(Exercise prompt) Turn the part of the listing that opens with the line containing "374, row 23." and closes with the line containing "column 119, row 187" into a two-column CSV with the headers source_text and answer, one row per text with its answer. Enclose each field in quotation marks and replace line breaks with spaces.

═══ Provided records

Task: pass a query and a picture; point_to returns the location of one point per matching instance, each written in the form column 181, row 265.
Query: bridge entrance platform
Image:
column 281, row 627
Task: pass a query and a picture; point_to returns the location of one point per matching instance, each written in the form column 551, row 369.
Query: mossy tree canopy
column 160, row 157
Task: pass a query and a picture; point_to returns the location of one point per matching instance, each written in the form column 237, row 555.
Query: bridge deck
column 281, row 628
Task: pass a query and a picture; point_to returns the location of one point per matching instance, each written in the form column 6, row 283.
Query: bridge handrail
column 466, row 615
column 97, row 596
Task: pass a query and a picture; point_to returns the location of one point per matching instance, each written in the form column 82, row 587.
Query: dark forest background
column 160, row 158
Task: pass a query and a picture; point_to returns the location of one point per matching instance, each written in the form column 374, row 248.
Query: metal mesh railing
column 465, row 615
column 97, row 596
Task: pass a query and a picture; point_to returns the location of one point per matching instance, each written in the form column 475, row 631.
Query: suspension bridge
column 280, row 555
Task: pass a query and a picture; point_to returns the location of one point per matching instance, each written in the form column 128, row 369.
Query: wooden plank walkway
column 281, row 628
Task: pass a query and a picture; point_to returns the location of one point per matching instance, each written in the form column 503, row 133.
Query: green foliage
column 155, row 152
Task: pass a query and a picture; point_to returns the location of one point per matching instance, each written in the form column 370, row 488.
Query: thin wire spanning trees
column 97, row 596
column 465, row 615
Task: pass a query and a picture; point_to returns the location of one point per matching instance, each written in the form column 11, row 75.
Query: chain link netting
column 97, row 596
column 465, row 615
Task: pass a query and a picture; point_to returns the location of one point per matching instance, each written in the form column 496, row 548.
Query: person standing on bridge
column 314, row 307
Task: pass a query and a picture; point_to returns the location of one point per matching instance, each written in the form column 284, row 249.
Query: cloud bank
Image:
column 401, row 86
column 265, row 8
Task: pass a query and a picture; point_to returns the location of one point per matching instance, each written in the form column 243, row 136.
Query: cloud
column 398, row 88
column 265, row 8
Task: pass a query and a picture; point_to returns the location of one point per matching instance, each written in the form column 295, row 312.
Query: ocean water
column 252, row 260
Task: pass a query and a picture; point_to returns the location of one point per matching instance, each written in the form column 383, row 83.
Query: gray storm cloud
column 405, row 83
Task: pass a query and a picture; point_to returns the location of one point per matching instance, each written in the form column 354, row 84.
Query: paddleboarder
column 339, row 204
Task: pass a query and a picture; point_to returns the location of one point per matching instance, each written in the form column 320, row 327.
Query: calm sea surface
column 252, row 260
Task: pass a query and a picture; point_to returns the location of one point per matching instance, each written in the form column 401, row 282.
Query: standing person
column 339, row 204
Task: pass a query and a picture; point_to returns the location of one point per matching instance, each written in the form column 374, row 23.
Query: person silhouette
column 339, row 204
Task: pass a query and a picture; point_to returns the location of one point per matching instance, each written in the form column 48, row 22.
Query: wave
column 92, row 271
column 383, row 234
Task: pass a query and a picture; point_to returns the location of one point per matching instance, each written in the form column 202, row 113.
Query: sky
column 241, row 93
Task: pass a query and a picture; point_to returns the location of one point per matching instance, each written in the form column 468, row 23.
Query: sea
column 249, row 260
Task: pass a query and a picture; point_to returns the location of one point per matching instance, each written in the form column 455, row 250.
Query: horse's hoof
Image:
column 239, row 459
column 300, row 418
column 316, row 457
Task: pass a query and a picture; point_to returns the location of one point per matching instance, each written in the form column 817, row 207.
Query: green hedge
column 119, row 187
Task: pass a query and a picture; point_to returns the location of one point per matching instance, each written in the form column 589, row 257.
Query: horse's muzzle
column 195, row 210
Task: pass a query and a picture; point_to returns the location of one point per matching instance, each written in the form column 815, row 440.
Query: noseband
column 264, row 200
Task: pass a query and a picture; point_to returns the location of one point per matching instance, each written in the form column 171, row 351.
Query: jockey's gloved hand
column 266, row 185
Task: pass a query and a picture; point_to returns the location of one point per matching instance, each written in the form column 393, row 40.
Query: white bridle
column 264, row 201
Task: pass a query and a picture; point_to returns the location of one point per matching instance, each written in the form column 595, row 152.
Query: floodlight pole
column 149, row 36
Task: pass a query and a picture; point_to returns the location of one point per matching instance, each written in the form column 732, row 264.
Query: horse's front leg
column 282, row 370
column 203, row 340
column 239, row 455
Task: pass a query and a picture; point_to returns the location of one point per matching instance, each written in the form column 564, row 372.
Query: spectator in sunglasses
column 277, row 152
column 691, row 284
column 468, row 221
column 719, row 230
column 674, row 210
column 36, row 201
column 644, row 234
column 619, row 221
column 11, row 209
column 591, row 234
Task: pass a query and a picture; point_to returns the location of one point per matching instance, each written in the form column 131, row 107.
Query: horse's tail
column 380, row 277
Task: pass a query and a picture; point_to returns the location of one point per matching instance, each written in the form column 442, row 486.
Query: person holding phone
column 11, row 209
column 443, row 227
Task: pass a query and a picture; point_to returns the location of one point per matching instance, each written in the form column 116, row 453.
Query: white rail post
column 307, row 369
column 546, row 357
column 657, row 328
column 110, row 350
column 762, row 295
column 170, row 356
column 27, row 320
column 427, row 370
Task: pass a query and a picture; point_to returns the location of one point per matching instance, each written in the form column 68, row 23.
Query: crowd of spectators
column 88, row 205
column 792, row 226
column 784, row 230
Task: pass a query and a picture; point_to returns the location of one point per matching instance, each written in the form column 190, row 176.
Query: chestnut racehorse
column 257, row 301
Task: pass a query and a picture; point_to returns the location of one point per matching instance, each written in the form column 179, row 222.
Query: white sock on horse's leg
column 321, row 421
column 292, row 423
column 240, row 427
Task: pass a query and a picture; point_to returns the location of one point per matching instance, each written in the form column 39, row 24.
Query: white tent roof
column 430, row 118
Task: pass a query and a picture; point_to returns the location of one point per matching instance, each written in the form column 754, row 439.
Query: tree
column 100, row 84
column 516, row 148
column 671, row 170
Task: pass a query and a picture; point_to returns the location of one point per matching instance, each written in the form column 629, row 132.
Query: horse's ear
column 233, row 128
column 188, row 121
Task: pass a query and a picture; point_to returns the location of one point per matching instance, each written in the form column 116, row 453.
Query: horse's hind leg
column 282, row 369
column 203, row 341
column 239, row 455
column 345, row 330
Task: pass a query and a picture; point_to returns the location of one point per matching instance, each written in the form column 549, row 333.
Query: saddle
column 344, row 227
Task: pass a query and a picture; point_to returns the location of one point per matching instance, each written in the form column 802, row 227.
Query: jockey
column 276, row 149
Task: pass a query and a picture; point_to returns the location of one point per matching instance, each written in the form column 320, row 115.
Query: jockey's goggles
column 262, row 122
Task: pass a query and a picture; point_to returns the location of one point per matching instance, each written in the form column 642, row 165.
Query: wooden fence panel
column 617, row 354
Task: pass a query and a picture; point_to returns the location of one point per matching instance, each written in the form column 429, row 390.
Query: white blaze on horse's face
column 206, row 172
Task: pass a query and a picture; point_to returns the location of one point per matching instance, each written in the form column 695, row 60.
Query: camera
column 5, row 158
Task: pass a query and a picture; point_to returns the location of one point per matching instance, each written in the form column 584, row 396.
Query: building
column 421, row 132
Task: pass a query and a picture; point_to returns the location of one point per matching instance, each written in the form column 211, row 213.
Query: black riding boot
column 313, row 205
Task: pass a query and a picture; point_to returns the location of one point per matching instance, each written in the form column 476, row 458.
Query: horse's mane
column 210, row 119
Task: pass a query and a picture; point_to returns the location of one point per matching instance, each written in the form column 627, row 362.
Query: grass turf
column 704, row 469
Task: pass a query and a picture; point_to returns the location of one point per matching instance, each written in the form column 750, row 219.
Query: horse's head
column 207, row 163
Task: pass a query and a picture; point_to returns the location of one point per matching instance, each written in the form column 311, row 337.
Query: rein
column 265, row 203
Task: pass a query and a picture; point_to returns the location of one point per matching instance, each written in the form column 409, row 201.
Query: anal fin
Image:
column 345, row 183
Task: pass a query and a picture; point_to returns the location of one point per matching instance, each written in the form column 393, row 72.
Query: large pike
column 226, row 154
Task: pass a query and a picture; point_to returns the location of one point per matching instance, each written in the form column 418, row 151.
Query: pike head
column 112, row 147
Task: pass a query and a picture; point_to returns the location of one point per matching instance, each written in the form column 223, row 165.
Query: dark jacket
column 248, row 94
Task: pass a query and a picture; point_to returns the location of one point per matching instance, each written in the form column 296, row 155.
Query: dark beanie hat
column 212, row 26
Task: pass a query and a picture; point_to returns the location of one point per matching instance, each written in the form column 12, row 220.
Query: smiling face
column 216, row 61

══════

(Response to the exercise)
source_text,answer
"Task: pass a query and a picture; point_to returns the location of one point per matching instance, each written in the form column 374, row 23. Query: person silhouette","column 339, row 204"
"Task: pass a query and a picture; point_to returns the location of one point per matching instance, each written in the form column 48, row 22. Query: wave","column 92, row 271 column 383, row 234"
"Task: pass a query and a picture; point_to returns the location of one point per matching instance, each written in the form column 202, row 113. Query: sky","column 241, row 93"
"Task: pass a query and a picture; point_to returns the location of one point per matching instance, each written in the form column 468, row 23. Query: sea","column 249, row 260"
"Task: pass a query and a picture; point_to returns the location of one point per matching instance, each written in the form column 455, row 250. Query: horse's hoof Image:","column 239, row 459 column 300, row 418 column 316, row 457"
"Task: pass a query and a picture; point_to returns the location of one point per matching instance, each written in the form column 817, row 207. Query: green hedge","column 119, row 187"